What you are asked to do: How many lines in the records below contain the string "kindly"? Answer with the number alone.

(Study material begins)

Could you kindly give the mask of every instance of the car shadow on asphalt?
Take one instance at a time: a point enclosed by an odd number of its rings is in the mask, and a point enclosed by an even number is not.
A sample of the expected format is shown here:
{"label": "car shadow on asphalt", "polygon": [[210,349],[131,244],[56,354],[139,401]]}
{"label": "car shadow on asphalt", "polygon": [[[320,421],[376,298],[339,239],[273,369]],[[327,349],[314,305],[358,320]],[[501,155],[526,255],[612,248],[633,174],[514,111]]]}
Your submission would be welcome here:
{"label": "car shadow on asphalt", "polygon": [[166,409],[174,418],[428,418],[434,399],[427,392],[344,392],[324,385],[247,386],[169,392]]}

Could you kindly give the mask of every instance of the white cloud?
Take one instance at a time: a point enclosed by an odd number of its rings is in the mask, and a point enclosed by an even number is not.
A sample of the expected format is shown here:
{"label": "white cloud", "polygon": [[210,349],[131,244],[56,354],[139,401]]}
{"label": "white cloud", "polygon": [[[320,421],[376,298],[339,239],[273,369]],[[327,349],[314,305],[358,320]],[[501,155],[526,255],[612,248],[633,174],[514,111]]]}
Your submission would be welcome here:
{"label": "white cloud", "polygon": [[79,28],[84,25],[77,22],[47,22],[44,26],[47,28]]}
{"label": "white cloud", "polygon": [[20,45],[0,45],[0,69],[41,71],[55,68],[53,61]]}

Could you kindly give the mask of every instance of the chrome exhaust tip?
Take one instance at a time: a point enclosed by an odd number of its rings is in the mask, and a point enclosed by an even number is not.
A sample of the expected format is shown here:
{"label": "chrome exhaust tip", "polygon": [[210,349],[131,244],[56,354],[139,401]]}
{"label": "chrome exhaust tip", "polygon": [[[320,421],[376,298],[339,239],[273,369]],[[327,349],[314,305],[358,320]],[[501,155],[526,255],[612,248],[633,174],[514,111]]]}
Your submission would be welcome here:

(Study material ends)

Task result: 3